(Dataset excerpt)
* BEGIN *

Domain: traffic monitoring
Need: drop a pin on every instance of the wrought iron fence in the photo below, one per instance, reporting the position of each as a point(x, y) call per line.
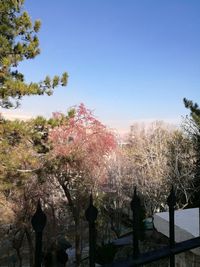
point(137, 258)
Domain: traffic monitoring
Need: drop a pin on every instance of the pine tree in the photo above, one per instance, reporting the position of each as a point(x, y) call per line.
point(194, 131)
point(19, 42)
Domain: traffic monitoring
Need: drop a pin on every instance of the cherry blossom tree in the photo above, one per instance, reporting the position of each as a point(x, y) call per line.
point(77, 160)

* END *

■ **Requirement**: Rewrite all of the entries above, changing "traffic monitoring" to "road safety" and keeping everything else the same. Leave out the pictures.

■ **Response to this exercise**:
Domain: road safety
Need: drop a pin on every instance of the wrought iron fence in the photo below, one per instance, reporting the position of each as a point(x, y) call per line.
point(137, 258)
Domain: road safety
Need: drop a pin on every instance of the pine tree in the photo above, one per instance, reporting the position of each as a point(x, y) call per line.
point(194, 131)
point(19, 42)
Domain: road safety
Need: drop a pin on every instance of the cherry blossom tree in the photo above, one per instance, reporting the position of each as a point(x, y) call per line.
point(77, 160)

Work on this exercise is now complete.